> _Text excerpt_:
■ ■ ■ ■

[BioC] Limma using all probes on Affy chip

Mon Aug 8 05:37:22 CEST 2005

Hello,

     I'm sorry if this question went to the wrong place, but I would be ecstatic
if someone had the answer to it.  I've been through most of the bioconductor
site and online workshops and have read the vignettes and function help pages
for all the relevant packages, but have been unable to find out how to use all
the probe cells on affy chips in differential expression analysis packages in
bioconductor.  My data contains two groups with only two replicates each (and I
am temporarily unable to come up with funds for the last two arrays), so it
would be very beneficial for me to be able to use all 11 (or 16, etc.) probes
in each array in order to get p-values, rather then just having two expression
values to use in each group.  Affymetrix's GCOS has the ability to perform
Wilcoxon on these values for each probe set, but 1. I want to also perform
quantile normalization on my data, and 2. I want to use empirical Bayes to
determine the significance of differential expression calls, and GCOS can not
do those.  Also, GCOS can only compare two chips at a time.  Here is what I
know:
      The Limma package needs the data to be in an object of the class "exprset"

■ ■ ■ ■

> _Information provided_:

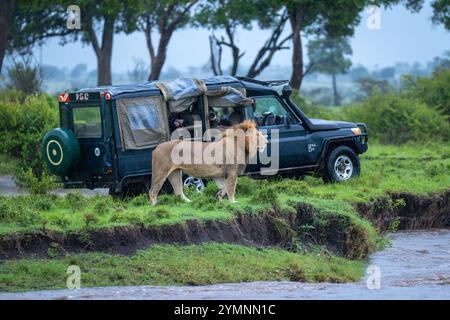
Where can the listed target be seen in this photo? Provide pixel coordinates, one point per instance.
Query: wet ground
(416, 266)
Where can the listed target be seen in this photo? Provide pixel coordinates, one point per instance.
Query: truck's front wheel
(341, 165)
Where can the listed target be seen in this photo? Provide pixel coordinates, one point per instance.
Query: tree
(35, 21)
(166, 16)
(24, 76)
(228, 15)
(24, 24)
(328, 55)
(105, 18)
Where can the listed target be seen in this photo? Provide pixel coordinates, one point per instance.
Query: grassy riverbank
(418, 169)
(179, 265)
(411, 168)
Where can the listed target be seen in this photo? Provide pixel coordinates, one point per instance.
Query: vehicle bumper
(362, 141)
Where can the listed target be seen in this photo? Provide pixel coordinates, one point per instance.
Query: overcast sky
(403, 37)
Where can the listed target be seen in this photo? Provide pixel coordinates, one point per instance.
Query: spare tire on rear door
(60, 150)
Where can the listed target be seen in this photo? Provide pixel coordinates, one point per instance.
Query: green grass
(419, 169)
(179, 265)
(7, 165)
(410, 168)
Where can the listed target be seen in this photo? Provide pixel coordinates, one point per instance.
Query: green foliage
(433, 91)
(397, 118)
(23, 125)
(179, 265)
(25, 77)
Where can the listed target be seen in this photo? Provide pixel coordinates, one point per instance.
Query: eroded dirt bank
(408, 211)
(274, 228)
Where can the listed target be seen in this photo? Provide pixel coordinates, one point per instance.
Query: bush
(23, 125)
(434, 91)
(397, 118)
(24, 76)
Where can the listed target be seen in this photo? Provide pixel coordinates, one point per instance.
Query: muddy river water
(415, 266)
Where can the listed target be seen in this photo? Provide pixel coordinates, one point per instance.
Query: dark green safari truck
(107, 134)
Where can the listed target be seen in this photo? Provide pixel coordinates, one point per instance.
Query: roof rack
(264, 82)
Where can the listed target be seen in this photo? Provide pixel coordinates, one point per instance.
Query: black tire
(341, 164)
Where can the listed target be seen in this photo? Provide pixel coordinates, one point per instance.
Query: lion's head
(254, 139)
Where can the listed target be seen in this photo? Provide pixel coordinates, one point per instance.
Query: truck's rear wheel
(341, 165)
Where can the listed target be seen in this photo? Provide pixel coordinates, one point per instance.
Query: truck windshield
(87, 122)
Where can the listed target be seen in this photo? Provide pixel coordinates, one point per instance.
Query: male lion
(222, 160)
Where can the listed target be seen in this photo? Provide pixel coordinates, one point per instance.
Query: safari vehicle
(107, 134)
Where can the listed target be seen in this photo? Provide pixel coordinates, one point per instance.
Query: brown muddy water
(415, 266)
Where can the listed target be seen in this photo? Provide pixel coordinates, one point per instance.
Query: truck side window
(269, 111)
(87, 122)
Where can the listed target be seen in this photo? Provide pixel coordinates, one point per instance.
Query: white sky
(403, 37)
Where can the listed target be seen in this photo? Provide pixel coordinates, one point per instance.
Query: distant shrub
(397, 118)
(434, 90)
(24, 76)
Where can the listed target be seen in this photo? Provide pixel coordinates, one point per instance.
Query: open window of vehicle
(87, 122)
(269, 111)
(142, 121)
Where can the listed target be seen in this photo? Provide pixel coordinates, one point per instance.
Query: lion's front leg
(221, 184)
(231, 186)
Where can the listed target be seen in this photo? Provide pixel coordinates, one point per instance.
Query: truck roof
(116, 90)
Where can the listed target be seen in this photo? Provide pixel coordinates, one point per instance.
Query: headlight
(356, 131)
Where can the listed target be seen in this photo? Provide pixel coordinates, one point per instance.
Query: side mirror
(287, 122)
(287, 91)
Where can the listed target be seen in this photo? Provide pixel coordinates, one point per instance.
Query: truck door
(87, 123)
(285, 134)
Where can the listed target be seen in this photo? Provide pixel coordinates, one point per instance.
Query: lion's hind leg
(176, 180)
(221, 184)
(158, 179)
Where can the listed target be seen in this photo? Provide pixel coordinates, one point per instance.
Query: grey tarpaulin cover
(142, 121)
(182, 92)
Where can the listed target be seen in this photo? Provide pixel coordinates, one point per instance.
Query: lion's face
(262, 141)
(258, 139)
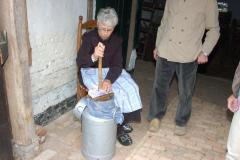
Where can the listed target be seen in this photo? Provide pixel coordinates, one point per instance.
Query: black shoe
(127, 128)
(124, 139)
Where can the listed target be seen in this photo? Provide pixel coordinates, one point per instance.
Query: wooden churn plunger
(105, 96)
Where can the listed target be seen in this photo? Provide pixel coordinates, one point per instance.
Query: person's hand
(155, 54)
(107, 85)
(232, 103)
(201, 59)
(99, 51)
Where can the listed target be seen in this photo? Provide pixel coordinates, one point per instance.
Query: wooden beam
(17, 77)
(131, 30)
(90, 9)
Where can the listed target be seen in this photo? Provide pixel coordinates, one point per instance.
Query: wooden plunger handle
(100, 73)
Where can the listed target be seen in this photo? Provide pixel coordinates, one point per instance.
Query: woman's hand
(232, 103)
(99, 51)
(201, 59)
(107, 85)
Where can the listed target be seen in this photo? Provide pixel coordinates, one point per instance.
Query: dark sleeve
(84, 54)
(115, 68)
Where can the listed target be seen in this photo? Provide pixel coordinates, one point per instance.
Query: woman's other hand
(107, 85)
(99, 51)
(232, 103)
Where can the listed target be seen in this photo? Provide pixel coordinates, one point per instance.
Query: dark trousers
(186, 74)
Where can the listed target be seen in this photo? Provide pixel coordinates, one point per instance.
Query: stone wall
(52, 31)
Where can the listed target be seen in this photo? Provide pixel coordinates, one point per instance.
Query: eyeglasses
(102, 29)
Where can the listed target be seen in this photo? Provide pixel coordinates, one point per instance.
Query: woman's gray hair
(108, 16)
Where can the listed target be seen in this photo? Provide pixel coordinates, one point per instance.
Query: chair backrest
(90, 24)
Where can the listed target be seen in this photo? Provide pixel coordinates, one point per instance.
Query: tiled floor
(205, 139)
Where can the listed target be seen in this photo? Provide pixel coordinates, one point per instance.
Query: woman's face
(104, 31)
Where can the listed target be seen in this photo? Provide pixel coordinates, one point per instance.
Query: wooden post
(131, 30)
(17, 77)
(90, 10)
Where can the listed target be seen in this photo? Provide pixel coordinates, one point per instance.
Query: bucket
(98, 137)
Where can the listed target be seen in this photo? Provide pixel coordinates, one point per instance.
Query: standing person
(233, 144)
(102, 42)
(179, 49)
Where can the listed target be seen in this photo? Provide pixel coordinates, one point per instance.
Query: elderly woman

■ ■ ■ ■

> _Exercise brief_: Continue the mailing-list post about using every probe on Affymetrix chips with limma, starting right after its last line.

> _Result of the task_:
with the samples as columns and the genes as rows.  If I use the affy package
and perform bg.correct() and normalization.AffyBatch.quantiles(), I can get my
processed probe values.  But now my probe values are lined up in columns, and I
want to treat each probe in a probeset as a separate sample (so that I can get
a p-value out of them), which means that I need the corresponding probes for
each gene in one row, not 11 different rows.  Since affy can find all the
probes for a probeset (evidenced by both pmindex() and the fact that it can
yield expression values), there should be a way to make matrices for all the
arrays with the probe sets (instead of expression values) as rows that I could
plug into limma.  I'm aware that some probe sets have more probes than others,
but would it work to fill in extra values as "NA" so that the matrix is "full"?
 And can anyone point me in the right direction as to how to create this
matrix.  Finally, where is the phenoData file that I would need to turn the
matrix back into an exprset after it goes through limma? (answering the
previous question will probably answer this as well).  Sorry for the long
windedness, and I would really be thankful for any help anyone could give.

Thank You,

David Young (from UNR)